Given exercise -> Rescale everything from the row containing "Task: Q: Indicate the brown" down to the row containing "Task: Q: Indicate the rocky", both included, by reproducing every row in that span with each coordinate in the answers multiplied by 1.95 and rounded to a whole number, halves rounding up. Leave all other text in those rows unchanged, and include no rows outside the span.

Raw data ->
═══
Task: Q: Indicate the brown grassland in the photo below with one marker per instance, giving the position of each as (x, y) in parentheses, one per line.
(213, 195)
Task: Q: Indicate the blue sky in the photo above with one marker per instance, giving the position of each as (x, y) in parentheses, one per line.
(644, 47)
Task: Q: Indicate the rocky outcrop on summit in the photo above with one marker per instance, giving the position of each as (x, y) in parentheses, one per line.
═══
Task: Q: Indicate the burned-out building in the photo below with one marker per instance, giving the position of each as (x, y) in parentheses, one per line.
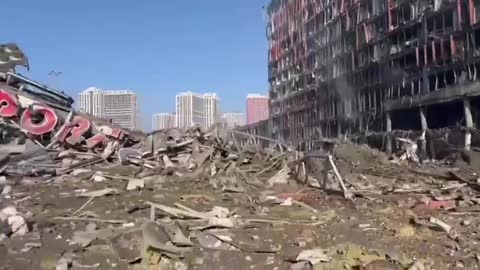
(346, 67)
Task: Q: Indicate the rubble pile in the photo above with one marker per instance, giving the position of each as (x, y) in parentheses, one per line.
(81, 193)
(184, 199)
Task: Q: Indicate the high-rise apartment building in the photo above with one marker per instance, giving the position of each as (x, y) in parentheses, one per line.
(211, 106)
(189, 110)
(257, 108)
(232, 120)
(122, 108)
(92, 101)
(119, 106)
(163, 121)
═══
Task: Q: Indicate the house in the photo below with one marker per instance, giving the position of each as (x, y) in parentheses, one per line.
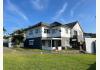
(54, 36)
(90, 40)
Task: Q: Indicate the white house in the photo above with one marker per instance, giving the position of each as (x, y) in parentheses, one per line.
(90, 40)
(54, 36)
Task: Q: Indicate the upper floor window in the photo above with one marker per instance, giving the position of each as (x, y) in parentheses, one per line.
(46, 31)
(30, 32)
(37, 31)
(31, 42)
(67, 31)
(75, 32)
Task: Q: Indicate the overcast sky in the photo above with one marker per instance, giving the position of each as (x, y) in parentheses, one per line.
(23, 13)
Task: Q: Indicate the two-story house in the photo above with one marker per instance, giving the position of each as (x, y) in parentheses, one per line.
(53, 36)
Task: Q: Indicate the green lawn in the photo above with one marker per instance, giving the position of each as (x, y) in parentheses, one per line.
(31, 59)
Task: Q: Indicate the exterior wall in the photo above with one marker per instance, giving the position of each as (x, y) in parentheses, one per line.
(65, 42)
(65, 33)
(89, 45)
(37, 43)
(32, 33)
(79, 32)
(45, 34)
═══
In response ->
Task: Q: Indicate the brown grassland in the photo below with one marker per instance, giving the position of each as (x, y) in parentheses, one per line.
(415, 380)
Task: Q: Indicate the blue sky in the photo above with one marker per instance, giving the position of each as (x, y) in parentheses, one per line.
(1256, 92)
Task: Q: Indicate the rocky outcrop on summit in the photo above with one marker per instance, giving the position of each as (x, y) in parentheses, one per line.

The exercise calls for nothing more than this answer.